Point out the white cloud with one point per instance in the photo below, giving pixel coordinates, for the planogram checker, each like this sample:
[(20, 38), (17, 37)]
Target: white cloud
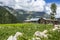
[(31, 5)]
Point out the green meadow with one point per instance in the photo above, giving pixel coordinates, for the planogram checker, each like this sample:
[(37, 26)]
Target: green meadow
[(28, 29)]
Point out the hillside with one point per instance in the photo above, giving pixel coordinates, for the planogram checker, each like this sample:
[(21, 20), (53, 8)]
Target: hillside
[(22, 15), (6, 16)]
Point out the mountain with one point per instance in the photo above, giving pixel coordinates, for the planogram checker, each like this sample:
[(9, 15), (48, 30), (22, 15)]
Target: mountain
[(6, 16)]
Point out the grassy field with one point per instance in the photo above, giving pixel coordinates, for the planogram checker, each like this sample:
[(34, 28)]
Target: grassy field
[(28, 29)]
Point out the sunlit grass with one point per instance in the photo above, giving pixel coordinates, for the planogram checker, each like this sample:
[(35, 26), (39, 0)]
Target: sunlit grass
[(27, 29)]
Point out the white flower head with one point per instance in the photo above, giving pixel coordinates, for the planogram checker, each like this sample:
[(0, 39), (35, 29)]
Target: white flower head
[(45, 31), (37, 33)]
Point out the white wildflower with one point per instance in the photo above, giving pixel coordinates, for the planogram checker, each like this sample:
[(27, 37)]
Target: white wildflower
[(45, 31), (18, 34)]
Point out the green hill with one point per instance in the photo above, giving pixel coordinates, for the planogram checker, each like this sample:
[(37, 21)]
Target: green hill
[(6, 16)]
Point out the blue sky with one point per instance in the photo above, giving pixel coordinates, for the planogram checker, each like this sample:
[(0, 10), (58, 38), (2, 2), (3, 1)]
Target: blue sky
[(49, 1), (33, 5)]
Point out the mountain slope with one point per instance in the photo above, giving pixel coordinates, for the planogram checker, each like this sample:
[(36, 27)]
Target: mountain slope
[(6, 16)]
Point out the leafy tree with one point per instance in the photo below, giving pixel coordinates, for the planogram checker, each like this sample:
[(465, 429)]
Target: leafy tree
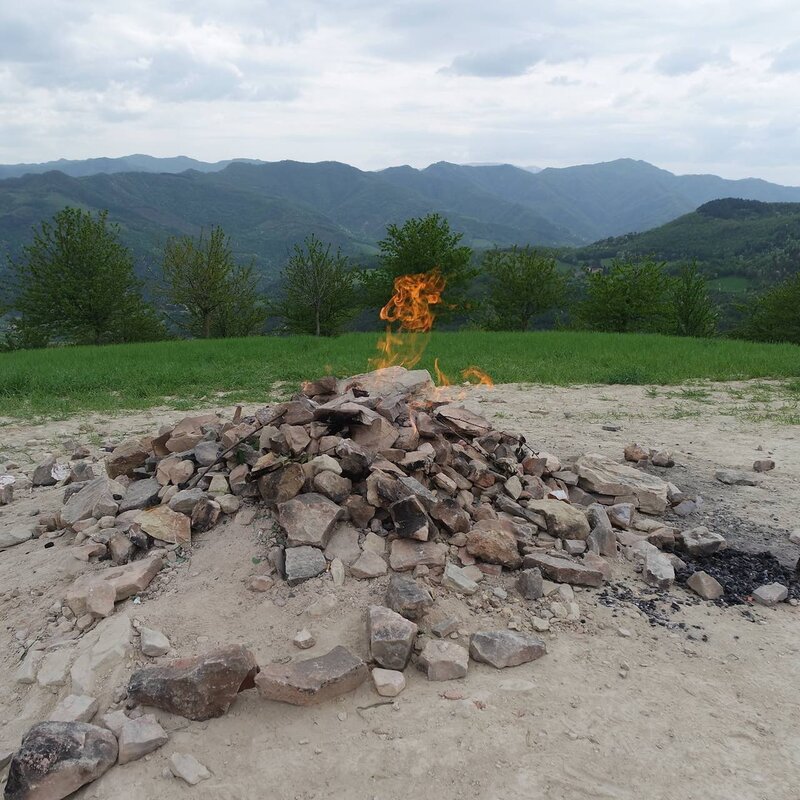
[(217, 297), (420, 245), (774, 316), (75, 283), (694, 313), (632, 296), (319, 290), (522, 284)]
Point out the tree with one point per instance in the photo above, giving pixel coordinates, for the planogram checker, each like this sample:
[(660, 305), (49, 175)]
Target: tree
[(522, 284), (421, 245), (75, 284), (319, 290), (774, 316), (632, 296), (694, 313), (217, 297)]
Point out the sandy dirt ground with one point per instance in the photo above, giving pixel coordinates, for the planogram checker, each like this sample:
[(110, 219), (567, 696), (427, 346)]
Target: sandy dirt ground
[(617, 709)]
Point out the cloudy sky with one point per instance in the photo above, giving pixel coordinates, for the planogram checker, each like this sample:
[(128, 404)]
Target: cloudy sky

Exercise prompt :: Update all of the lines above by replacing "planogram checker" with "shelf auditor" wherever it appears, keeping everything else the same. Omit the pictures from your version.

Answer to the exercise ::
Point out the white cloud with one point per instance in the photo below, giving pixel coordinates, for the shelf auditor, each like this sample:
[(20, 38), (17, 37)]
Target: white cloud
[(31, 5)]
Point out the green meadow with one point per instance in the photo above, giving pixel coordinates, for the shelf auditor, each like this sample:
[(37, 26)]
Target: green meadow
[(28, 29)]
Point out the hillside with one point per instance in the photo above, giving pixel coordinates, for the shelf auditor, each like this sample:
[(21, 20), (53, 8)]
Target: hillside
[(22, 15), (6, 16)]
Point out the mountain with one point per instance in the photo above, giving pixel coordinates, for the shelf auditor, each like this sample:
[(9, 15), (48, 30), (22, 15)]
Target: mountain
[(6, 16)]
Point out the grassy field with one point per instance in the photo above, giving pixel coordinates, for the shelf auditor, each like this sample:
[(34, 28)]
Target: grassy field
[(28, 29)]
Point out the sunlit grass with one point per instance in the photo above, giving pixel coordinates, for the shelf auditor, each like this sample:
[(35, 26), (39, 0)]
Target: sunlit grass
[(27, 29)]
Point out the white flower head with one point per instance in the photo above, giving pixel coordinates, for the shelf auditor, each like this sample:
[(0, 39), (35, 29)]
Target: white flower head
[(45, 31), (37, 33)]
Point out the white wildflower with one point per instance in the photo above, giving pixel coordinates, for the shelf auditor, each like this sample:
[(27, 37)]
Target: white wildflower
[(45, 31), (18, 34)]
Point out the green hill with one point per instance in the photo above, giving pixel coordinates, for the shelf auditor, each like this sample:
[(37, 21)]
Target: green hill
[(6, 16)]
Point out the blue sky with one point per instance in the photo above, giving pixel coordinates, for the shelf auditor, each like this sample:
[(0, 10), (58, 38), (2, 2), (3, 1)]
Target: blue sky
[(49, 1), (33, 5)]
Point out the mountain slope with one point per instance in the photo above, giving pixel coordinates, for the shelf auditor, each like this sample:
[(36, 27)]
Target: mountain slope
[(6, 16)]
Point out the leafy tree with one point per instance in the photo below, giving pixel coordinates, for the shelf auditor, each like this sample:
[(465, 429)]
Target: leafy tree
[(217, 297), (420, 245), (774, 316), (75, 283), (694, 313), (632, 296), (319, 290), (522, 284)]
Point out the tree with one point per instance in the photo above, giving pixel coordinates, for the shelf auditor, each like this sample:
[(660, 305), (49, 175)]
Target: tree
[(522, 284), (421, 245), (75, 284), (319, 290), (774, 316), (632, 296), (694, 313), (217, 297)]
Point out the sandy dirt ground with one point per instance in the photo above, giving pixel coordinates, for the shelf auditor, each like this sample:
[(110, 219), (567, 696), (427, 346)]
Target: sandy dirt ground
[(617, 709)]
Point out the cloudy sky with one point per instance in the photo above, giving pixel coordinates, for the shelf auditor, each like this sample:
[(128, 404)]
Target: cloudy sky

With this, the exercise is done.